**Selected extract**
================
My efforts to stuff her back under the couch don’t always succeed, I can tell you that much.

And yesterday Chickadee thought it would be nice to take the dog down to the pond with her, which was SUPER EXCITING for Licorice until she… well, reports are a bit fuzzy, but apparently a “little drink” turned into a “little swim.” And that’s all good and well, but it turns out that if you come back to the house covered in swampy pond mud, you’re going straight into the kitchen sink for a bath. OH THE HUMANITY.

So now the dog is racing through the house, protesting the racket outside, trying to steer clear of sticky fingers inside, and hoping against home that someone, somewhere, will eventually give her something to eat. Because if there’s one thing she knows even more surely than that the INVADERS outside must be SCARED OFF, it’s that she hasn’t eaten in far too long.
================
**Data under study**
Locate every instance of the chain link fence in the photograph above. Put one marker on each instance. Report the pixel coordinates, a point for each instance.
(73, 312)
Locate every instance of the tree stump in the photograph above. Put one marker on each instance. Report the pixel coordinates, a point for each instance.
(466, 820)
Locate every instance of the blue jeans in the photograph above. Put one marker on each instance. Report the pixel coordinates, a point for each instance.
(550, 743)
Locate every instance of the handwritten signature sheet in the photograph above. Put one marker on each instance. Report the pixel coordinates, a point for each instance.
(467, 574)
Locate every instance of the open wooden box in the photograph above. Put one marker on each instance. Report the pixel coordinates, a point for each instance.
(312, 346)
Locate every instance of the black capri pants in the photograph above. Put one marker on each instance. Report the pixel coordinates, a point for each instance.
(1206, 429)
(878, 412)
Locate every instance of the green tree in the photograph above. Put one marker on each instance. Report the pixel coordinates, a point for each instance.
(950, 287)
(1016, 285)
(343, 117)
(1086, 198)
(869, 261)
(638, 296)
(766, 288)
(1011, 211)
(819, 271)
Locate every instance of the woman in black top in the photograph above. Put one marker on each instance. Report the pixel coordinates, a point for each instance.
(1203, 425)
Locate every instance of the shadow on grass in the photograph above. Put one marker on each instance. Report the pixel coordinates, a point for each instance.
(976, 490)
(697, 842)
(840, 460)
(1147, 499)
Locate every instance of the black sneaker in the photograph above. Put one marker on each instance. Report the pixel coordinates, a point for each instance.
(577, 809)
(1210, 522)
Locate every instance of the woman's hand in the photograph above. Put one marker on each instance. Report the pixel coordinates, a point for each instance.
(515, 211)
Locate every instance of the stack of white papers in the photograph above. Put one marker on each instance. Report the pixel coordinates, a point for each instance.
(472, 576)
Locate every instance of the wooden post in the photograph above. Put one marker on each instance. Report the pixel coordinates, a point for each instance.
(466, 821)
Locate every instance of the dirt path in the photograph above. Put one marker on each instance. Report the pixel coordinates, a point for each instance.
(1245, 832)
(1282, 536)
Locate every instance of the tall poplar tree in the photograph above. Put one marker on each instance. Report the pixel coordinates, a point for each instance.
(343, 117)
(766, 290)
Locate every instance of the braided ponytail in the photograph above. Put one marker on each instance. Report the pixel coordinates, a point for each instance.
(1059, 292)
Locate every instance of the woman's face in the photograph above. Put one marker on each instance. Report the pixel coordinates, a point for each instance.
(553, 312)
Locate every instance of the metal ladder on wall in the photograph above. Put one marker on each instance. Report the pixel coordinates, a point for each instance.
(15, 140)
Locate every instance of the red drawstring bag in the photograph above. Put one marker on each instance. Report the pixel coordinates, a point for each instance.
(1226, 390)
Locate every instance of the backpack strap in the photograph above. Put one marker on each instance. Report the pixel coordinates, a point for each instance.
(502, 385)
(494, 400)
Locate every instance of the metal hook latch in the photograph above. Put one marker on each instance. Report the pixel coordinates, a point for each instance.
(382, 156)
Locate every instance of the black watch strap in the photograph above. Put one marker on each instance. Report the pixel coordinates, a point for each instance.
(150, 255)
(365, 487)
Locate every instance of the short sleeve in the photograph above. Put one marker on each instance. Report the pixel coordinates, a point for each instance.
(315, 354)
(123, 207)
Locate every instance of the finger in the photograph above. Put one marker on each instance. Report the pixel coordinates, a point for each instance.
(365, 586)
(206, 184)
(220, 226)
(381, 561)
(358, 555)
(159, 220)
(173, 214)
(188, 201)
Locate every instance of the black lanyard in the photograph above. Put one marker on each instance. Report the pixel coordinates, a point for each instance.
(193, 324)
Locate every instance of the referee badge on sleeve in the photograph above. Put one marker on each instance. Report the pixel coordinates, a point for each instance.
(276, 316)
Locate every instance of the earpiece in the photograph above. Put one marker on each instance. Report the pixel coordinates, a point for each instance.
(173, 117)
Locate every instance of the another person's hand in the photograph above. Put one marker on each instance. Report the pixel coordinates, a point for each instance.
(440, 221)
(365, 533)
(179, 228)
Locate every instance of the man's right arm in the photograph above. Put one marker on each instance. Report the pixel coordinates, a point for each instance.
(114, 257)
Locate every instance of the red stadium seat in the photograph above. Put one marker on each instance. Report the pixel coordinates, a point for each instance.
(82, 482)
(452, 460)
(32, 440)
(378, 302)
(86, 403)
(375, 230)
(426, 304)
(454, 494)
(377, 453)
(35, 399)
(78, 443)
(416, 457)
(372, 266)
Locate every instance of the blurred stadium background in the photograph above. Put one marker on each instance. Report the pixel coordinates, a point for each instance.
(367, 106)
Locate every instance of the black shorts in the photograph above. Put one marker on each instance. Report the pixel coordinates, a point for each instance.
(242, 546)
================
**Required actions**
a - Reproduce, word for word, the portion of the passage about the dog that begins with the words "My efforts to" and ends with "far too long.".
b - Continue the passage about the dog Licorice, starting right after its final sentence.

**Answers for this exercise**
a -
My efforts to stuff her back under the couch don’t always succeed, I can tell you that much.

And yesterday Chickadee thought it would be nice to take the dog down to the pond with her, which was SUPER EXCITING for Licorice until she… well, reports are a bit fuzzy, but apparently a “little drink” turned into a “little swim.” And that’s all good and well, but it turns out that if you come back to the house covered in swampy pond mud, you’re going straight into the kitchen sink for a bath. OH THE HUMANITY.

So now the dog is racing through the house, protesting the racket outside, trying to steer clear of sticky fingers inside, and hoping against home that someone, somewhere, will eventually give her something to eat. Because if there’s one thing she knows even more surely than that the INVADERS outside must be SCARED OFF, it’s that she hasn’t eaten in far too long.

b -
“Are you going to eat those apples? All of them? I’m SO SO HUNGRY!”

Last night while Otto and I were sitting on the couch watching television, Licorice hurled herself onto the adjacent loveseat, vanquished the pillows on top, and then wedged herself into the crack between the two seat cushions. As we laughed at her, she lay as flat as possible, given away only by her wagging tail. A hard day of being tormented done broke her little doggy brain, clearly.

(I keep telling her she needs to tone it down just a little if I’m ever to talk Otto into a second dog, but so far, no dice. Maybe after the fence guys leave.)

12 Comments

  1. Katie in MA

    Good thing for Licorice those are apple slices and not grapefruit. I hear all is fair in love and grapefruit at your house and I’m not sure she could stand the torment. ;-)

  2. Damsel

    Um, I have a dog you can have. She’s older and quiet and smallish and we can’t take her overseas. She’s also 98% deaf, so she’d sleep right through the craziness at your house. Just so happens my husband will be driving through Georgia at the beginning of July, and I’m sure he’d be happy to drop her off… :)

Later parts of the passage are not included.